■ **Exercise description**
Of all the lines in the records below, copy only those that contain the string "white".

■ **Data**
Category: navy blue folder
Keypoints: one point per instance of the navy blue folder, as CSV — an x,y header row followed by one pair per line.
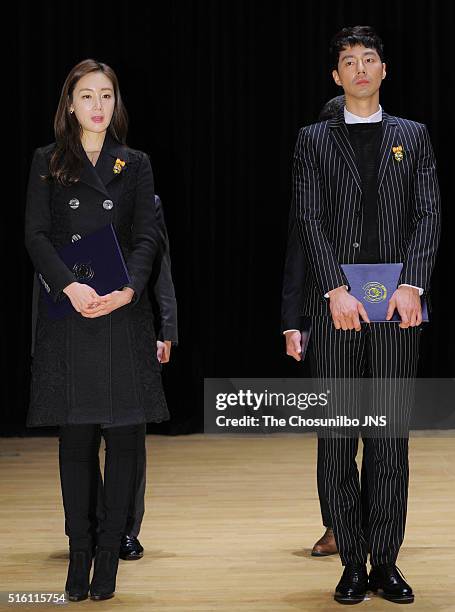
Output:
x,y
373,285
96,260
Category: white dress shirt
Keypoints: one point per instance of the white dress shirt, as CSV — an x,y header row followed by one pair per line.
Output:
x,y
374,118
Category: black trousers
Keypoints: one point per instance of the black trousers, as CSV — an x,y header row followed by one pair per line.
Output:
x,y
78,455
323,501
376,524
136,506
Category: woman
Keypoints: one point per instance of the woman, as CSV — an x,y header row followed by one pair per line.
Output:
x,y
94,372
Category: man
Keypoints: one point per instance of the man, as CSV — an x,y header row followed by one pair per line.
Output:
x,y
291,325
164,297
365,191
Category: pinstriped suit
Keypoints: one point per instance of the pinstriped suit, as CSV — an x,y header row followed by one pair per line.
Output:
x,y
327,198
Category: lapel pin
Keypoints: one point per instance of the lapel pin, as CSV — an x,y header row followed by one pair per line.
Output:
x,y
118,166
398,152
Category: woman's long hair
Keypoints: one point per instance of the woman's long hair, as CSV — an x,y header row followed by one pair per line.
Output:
x,y
68,157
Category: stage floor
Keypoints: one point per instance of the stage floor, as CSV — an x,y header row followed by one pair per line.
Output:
x,y
229,526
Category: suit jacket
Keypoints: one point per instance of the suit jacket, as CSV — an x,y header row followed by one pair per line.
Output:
x,y
163,287
327,200
293,278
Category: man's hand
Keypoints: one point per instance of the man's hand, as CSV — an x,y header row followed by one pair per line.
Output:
x,y
294,344
407,301
109,302
345,310
163,350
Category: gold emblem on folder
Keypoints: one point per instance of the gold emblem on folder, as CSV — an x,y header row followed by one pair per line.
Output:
x,y
374,292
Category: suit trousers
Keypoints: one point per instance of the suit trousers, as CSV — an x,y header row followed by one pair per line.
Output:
x,y
136,507
376,525
78,454
323,502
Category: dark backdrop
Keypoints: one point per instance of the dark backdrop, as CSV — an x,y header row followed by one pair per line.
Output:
x,y
216,93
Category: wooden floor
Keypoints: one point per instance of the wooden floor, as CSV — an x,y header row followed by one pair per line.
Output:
x,y
229,526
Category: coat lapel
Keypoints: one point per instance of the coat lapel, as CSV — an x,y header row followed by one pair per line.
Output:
x,y
102,174
340,136
388,141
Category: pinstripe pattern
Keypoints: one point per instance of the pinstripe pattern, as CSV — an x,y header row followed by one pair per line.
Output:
x,y
379,350
327,200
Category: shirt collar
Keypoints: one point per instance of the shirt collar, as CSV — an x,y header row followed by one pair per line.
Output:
x,y
374,118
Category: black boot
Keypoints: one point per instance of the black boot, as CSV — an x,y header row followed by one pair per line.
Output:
x,y
389,580
104,574
77,582
131,549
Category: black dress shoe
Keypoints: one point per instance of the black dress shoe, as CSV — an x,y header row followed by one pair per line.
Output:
x,y
131,549
389,579
77,581
104,574
353,585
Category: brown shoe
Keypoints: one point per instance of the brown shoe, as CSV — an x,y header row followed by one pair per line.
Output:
x,y
326,545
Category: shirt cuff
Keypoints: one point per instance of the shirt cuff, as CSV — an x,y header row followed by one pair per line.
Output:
x,y
413,286
327,295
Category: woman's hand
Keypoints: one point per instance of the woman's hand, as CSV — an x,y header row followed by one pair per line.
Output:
x,y
109,302
83,297
163,350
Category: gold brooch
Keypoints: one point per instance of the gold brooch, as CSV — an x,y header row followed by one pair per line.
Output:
x,y
118,166
398,152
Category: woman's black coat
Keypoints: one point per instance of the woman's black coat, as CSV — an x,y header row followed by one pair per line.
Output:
x,y
95,370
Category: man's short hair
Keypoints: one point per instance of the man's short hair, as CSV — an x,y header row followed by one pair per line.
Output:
x,y
356,35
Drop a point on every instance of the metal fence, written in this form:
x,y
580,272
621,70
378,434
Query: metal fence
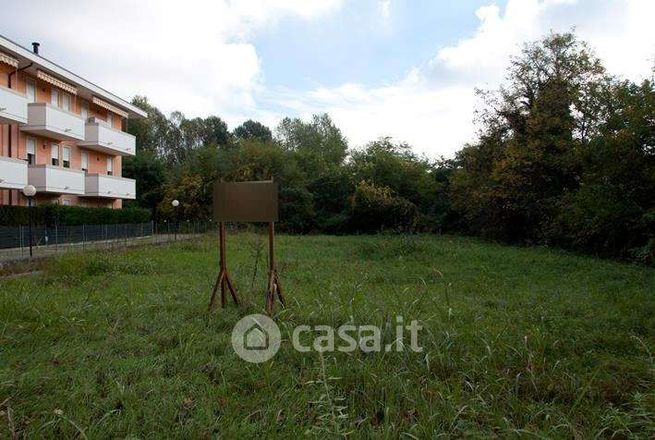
x,y
49,240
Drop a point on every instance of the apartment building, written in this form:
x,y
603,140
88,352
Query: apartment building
x,y
60,133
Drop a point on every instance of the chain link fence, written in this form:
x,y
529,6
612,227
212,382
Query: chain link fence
x,y
51,240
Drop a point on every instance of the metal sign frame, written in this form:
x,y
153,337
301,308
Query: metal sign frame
x,y
246,202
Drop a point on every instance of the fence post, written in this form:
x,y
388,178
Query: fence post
x,y
20,240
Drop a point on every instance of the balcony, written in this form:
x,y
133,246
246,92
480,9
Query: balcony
x,y
112,187
45,120
100,137
13,107
50,179
13,173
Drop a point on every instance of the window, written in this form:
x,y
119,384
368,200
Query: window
x,y
54,97
54,154
84,111
85,161
66,101
66,158
31,151
31,91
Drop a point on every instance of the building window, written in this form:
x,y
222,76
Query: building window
x,y
31,151
66,158
31,91
66,101
84,111
54,97
54,154
85,161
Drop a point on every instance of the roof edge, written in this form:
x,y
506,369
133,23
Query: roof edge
x,y
56,69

■ **Exercise solution**
Category: white dress shirt
Keypoints: one point per instance of the white dress shirt, as CSV — an x,y header row followed by one pair per line.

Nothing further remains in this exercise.